** START OF Entries shown **

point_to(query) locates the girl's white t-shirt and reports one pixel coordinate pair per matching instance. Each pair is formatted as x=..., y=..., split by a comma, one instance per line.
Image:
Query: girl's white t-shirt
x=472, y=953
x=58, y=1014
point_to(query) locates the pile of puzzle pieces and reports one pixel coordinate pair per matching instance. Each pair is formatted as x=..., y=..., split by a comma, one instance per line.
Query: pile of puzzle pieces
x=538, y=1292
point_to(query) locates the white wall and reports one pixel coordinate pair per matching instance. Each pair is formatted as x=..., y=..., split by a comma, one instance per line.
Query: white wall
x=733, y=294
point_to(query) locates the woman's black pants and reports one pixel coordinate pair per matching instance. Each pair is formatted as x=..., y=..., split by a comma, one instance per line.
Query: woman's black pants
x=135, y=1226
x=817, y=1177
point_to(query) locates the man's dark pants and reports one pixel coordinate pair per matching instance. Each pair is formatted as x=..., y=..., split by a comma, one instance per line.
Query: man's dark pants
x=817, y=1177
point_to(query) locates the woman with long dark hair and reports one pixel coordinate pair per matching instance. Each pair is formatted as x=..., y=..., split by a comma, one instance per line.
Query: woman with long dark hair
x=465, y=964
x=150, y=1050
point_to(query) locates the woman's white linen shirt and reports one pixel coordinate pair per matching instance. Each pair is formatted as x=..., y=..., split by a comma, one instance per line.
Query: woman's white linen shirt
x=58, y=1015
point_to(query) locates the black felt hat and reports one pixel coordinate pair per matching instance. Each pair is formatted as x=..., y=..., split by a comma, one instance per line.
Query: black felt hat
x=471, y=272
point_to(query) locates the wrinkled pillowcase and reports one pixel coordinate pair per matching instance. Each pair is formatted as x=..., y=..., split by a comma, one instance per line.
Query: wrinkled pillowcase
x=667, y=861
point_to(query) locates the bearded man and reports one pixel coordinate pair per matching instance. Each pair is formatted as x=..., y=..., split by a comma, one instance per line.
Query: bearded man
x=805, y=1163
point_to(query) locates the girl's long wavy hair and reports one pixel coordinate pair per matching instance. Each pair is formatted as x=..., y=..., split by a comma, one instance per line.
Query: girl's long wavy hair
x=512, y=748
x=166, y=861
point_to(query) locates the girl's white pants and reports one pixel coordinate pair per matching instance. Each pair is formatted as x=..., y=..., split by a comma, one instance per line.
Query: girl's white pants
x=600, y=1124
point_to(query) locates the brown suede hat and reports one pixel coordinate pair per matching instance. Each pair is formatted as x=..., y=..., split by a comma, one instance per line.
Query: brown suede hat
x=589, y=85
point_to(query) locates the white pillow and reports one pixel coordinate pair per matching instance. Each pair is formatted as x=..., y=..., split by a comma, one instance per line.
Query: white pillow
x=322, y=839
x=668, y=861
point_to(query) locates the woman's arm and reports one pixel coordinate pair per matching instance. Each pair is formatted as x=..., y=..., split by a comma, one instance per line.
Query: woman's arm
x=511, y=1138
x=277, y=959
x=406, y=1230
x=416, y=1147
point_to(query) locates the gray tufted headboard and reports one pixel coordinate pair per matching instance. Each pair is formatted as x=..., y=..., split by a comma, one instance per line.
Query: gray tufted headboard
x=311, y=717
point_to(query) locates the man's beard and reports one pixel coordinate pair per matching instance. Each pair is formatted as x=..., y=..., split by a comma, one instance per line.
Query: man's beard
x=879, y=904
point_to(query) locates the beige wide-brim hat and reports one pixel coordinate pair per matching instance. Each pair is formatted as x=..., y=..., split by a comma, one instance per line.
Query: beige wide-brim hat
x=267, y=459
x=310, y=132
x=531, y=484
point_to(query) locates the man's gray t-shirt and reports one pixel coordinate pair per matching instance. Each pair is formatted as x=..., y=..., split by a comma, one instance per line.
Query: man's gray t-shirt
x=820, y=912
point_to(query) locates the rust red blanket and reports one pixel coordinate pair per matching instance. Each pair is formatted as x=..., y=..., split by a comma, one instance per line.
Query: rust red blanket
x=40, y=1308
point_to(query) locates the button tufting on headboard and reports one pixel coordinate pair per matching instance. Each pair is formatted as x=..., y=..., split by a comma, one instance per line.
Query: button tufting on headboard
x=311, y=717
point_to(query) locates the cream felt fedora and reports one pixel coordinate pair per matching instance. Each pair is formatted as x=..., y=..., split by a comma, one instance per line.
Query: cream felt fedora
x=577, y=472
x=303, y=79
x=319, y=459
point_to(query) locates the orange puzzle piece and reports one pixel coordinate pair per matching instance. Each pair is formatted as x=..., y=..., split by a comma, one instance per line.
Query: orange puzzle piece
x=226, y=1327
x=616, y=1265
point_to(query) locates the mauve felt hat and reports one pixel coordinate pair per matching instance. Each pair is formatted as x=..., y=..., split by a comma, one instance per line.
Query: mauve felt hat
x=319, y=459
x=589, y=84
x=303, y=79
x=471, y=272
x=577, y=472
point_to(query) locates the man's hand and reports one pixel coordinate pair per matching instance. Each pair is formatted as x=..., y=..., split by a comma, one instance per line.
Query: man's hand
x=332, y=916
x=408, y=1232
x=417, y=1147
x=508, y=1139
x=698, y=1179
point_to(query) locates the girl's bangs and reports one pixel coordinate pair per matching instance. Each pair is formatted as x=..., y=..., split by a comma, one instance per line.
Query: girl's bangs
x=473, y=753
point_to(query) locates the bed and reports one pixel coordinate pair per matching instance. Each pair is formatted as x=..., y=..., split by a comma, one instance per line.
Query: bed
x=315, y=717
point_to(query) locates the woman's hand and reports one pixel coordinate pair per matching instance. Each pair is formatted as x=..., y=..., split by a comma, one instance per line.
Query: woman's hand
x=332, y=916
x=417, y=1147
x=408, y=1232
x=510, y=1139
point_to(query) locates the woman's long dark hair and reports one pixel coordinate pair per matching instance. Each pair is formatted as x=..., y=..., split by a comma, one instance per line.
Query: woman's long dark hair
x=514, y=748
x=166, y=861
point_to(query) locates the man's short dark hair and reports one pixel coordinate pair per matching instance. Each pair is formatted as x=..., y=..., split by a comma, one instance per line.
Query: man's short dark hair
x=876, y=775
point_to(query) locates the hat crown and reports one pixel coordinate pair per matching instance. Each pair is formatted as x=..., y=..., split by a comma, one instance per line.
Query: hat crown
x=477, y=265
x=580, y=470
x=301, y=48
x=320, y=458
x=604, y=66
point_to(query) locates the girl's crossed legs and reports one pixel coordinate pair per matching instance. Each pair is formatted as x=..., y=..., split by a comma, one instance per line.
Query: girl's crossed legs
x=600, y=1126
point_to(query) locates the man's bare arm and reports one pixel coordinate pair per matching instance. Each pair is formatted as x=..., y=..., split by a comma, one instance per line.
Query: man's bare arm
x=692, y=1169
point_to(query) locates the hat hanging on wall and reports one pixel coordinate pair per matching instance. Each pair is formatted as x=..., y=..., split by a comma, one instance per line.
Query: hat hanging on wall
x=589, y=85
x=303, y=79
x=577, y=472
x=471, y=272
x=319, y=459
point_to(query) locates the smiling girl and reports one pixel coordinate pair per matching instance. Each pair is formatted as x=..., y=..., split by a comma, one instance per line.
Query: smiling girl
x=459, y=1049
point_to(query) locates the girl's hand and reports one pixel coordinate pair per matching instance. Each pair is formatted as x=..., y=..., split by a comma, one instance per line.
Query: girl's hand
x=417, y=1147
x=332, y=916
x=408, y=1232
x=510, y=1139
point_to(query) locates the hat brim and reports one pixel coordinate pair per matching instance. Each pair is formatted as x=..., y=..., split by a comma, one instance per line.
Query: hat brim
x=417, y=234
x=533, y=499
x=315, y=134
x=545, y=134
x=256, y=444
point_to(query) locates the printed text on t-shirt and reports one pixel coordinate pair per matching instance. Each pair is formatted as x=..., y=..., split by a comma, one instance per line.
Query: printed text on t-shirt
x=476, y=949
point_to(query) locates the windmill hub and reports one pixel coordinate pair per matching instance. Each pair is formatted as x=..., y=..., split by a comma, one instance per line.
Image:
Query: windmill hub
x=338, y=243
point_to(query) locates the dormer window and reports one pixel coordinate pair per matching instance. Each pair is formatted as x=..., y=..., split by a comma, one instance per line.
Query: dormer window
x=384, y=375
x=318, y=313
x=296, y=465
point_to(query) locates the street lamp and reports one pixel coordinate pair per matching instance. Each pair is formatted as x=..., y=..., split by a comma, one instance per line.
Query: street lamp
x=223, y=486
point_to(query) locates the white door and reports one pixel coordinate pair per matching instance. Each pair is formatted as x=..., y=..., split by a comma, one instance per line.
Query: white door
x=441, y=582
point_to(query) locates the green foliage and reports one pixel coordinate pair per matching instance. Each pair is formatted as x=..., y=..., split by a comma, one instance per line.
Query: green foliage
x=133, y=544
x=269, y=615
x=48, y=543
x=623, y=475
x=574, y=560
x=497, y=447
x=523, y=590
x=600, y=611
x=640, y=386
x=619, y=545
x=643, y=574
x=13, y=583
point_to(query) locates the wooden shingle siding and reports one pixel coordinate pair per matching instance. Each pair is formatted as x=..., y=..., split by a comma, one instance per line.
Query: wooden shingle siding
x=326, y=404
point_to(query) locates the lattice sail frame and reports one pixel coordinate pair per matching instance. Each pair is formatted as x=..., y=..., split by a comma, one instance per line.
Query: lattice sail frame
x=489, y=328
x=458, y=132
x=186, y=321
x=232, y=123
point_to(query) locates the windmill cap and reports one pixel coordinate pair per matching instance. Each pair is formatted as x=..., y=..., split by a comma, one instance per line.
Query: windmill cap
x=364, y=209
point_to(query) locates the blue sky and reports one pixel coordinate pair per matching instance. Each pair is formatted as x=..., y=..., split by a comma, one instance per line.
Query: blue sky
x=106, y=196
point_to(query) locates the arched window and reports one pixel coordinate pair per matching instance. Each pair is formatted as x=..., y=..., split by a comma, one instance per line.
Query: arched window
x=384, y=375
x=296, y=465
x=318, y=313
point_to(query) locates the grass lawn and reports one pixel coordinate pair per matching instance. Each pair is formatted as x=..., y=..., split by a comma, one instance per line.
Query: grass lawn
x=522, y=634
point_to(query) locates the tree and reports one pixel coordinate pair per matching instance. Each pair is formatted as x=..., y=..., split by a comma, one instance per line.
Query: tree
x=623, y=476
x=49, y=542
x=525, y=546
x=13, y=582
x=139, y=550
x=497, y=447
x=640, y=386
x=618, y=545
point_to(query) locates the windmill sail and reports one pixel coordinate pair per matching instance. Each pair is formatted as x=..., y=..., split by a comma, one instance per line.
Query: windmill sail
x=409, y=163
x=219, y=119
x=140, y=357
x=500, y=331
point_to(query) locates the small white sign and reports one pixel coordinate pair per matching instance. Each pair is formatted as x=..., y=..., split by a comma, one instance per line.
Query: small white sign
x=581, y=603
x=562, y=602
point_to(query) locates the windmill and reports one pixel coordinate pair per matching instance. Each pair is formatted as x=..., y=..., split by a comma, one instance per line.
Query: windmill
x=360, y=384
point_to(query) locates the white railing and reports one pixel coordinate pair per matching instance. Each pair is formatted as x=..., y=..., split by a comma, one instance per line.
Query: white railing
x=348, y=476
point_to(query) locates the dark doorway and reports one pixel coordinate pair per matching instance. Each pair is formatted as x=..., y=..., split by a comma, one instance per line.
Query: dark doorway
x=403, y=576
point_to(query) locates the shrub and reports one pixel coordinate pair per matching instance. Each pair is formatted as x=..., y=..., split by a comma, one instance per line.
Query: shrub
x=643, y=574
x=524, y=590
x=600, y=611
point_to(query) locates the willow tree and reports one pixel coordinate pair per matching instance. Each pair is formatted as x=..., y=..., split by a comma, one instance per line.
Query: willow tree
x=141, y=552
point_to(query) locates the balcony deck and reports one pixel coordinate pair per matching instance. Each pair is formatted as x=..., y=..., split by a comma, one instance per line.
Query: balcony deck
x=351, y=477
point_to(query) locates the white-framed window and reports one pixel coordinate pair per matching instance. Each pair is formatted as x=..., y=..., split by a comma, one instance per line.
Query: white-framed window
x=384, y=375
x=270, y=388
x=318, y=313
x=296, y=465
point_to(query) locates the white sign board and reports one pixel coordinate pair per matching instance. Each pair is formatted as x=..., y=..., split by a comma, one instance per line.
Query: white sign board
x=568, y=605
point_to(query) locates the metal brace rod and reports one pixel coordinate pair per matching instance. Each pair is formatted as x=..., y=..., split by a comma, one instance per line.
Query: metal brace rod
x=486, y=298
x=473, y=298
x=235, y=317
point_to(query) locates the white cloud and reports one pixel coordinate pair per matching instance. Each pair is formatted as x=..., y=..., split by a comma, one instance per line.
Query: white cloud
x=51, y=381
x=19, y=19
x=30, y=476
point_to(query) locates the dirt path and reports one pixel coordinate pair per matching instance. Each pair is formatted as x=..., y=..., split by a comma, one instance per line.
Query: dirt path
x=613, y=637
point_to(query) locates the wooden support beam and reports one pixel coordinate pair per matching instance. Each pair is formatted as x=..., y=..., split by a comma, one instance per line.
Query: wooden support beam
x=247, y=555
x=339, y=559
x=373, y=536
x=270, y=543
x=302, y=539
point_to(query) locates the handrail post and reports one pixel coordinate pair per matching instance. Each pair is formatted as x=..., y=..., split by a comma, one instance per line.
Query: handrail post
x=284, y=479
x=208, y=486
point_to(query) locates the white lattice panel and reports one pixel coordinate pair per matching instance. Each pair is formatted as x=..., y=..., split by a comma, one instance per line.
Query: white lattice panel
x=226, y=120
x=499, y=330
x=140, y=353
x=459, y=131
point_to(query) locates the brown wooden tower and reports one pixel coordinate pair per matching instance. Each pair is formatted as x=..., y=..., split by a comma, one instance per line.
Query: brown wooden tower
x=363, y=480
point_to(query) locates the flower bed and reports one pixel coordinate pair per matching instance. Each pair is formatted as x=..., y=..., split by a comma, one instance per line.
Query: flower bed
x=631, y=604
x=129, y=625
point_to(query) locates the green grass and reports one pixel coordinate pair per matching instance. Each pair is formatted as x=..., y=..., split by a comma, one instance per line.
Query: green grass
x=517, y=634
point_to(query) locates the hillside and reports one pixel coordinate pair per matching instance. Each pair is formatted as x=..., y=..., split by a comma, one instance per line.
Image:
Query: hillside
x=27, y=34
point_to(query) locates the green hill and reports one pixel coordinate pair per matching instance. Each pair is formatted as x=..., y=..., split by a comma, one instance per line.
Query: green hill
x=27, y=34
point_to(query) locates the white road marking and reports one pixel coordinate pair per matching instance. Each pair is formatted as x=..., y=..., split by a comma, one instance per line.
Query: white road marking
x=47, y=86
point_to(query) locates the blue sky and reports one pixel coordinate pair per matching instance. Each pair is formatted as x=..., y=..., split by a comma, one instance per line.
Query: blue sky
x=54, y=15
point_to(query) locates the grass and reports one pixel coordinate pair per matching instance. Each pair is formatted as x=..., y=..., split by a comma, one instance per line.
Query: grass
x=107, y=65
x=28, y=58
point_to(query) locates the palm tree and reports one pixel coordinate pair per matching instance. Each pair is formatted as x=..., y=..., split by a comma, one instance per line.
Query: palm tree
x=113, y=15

** END OF Entries shown **

Rewrite the part of the material that opens with the line containing "point_to(query) locates the hat hanging" and closes with the line containing "x=338, y=243", putting "separated by a comma" wherever "split by a comma" appears and leaving everything else unchanged.

Task answer
point_to(query) locates the hat hanging on wall and reports one pixel coordinate pair per matching instance. Each pair is formatted as x=..., y=..., separated by a comma, one instance per line.
Query: hat hanging on wall
x=589, y=85
x=303, y=79
x=577, y=472
x=471, y=272
x=319, y=459
point_to(query) locates the smiling girl and reports one pixel coordinate pair per matching instance. Each pair is formatted as x=..., y=..., separated by a comma, one instance per line.
Query: smiling girl
x=459, y=1049
point_to(query) locates the girl's hand and reports one pixel coordinate pair per matching instance. Each pair is formatted as x=..., y=..., separated by a comma, one instance per line.
Query: girl's hand
x=417, y=1147
x=332, y=916
x=408, y=1232
x=510, y=1139
point_to(query) locates the hat brim and reports one pixel coordinate pair per matching instance. Each pair is formatted as x=..., y=..., separated by a comma, one instance per line.
Query: hat brim
x=417, y=234
x=533, y=499
x=315, y=134
x=545, y=134
x=256, y=444
point_to(query) locates the printed text on t-shirt and reports one pixel coordinate pair per matching instance. Each pair is formatted as x=..., y=..., separated by a comma, one instance per line.
Query: printed text on t-shirt
x=476, y=949
point_to(query) locates the windmill hub and reports one pixel coordinate pair per matching instance. Each pair is formatted as x=..., y=..., separated by a comma, one instance per line.
Image:
Query: windmill hub
x=338, y=243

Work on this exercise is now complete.